▸ **OBJETIVO A**:
En el fragmento sobre el ruido en los espacios públicos, ¿en qué país tiene lugar la escena de la cafetería en la que se recrimina a un cliente por hablar demasiado alto?
▸ **OBJETIVO B**:
Prolonga el fragmento sobre el ruido en los espacios públicos a partir de su última oración.

▸ **FRAGMENTO SELECCIONADO**:
=-=-=

He podido vivir, en Holanda, escenas cotidianas en las que personas en una cafetería recriminaban a un ciudadano usar un volumen demasiado vehemente en su mesa y ver como este aceptaba la regañina consciente de que estaba cometiendo un acto inadecuado y bajando el volumen hasta, al menos, el siguiente güisqui. Lo he visto pensando que, en nuestro país es dudoso que a alguien se le conceda autoridad cívica por reclamar silencio en cualquier espacio público y que, probablemente, el solicitante acabase recriminado por el emisor de ruidos y, probablemente, no defendido por el resto del local.
No lo digo como crítica, toda la vida aquí me he acostumbrado a no esperar que, en un lugar público, nadie tenga en cuenta el deseo de calma del resto de parroquianos. A que la tele esté en todos puesta al volumen suficiente para que la puedan escuchar los camareros mientras esperan a que alguien pida otra de calamares. A ir en los vagones de tren con auriculares, a que las discusiones las gane el que más grite y a que, incluso en el cine, sea cada vez más complicado que se te permita ver la película sin los comentarios del espectador.

=-=-=

▸ **MUESTRA DE DATOS**:
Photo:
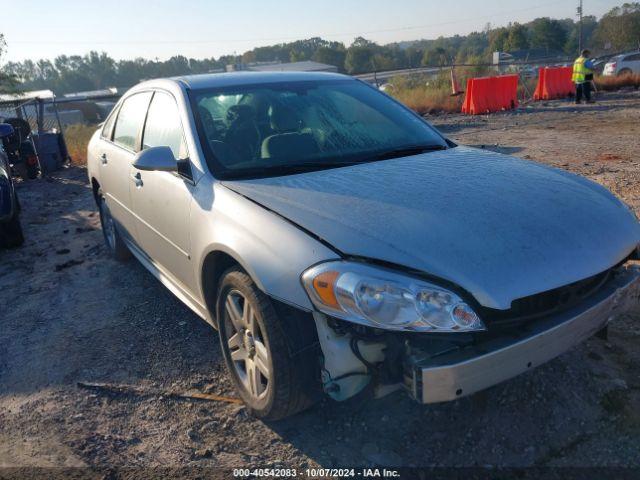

=-=-=

▸ **RESPUESTA A**:
En Holanda.

▸ **RESPUESTA B**:
Pero a estos ruidos se han incorporado ahora otros, consecuencia del cambio que ha supuesto en nuestra vida la llegada de los móviles. A la charla airada se ha sumado el ruido del que está teniendo una conversación telefónica con alguien, un ruido inquietante porque sólo nos permite oír una de las voces y, por tanto, ni siquiera sumergirnos en la trama de la conversación. Se han unido los sonidos de los mensajes de voz que escucha un tipo sin tener la delicadeza de ponerse esos auriculares tan caros que lleva en el bolsillo, el ruido del que se pone un vídeo de YouTube para entretener al café, el de ese grupete que se pone su música con el sonido estrangulado que provoca el altavoz del móvil. Ya digo, no me quejo, me he criado así y, seguramente, he sido yo la bocina molesta de alguien en algún momento de mi vida. Pido perdón bajito.